**Material for the task:**
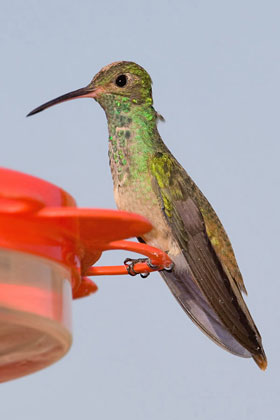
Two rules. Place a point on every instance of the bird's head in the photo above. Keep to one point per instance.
(120, 79)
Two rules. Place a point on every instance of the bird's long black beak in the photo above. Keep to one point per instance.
(86, 92)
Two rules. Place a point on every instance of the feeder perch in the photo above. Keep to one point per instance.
(48, 248)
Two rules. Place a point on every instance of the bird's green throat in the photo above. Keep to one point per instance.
(133, 137)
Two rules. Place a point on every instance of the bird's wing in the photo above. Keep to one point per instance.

**Requirement:** Would you transcribe all of the data exactly, omitting any pictures?

**Response to the exercise:**
Two rules. Place a point on every instance of the bird's head in the photo above. Keep to one point per instance.
(120, 79)
Two rules. Place a point on every instance of the bird's long black beak in the photo above. Keep to one point per instance.
(86, 92)
Two rules. Place a point on every instance of the feeder perch in the photo above. Keep to one point per instance.
(48, 248)
Two rules. Place a point on every instance of the bird's green throat in the photo above. Keep to one point per instance.
(133, 137)
Two rules. Place a point on every instance of the bird's wing in the photo above. Keep to one point per instance.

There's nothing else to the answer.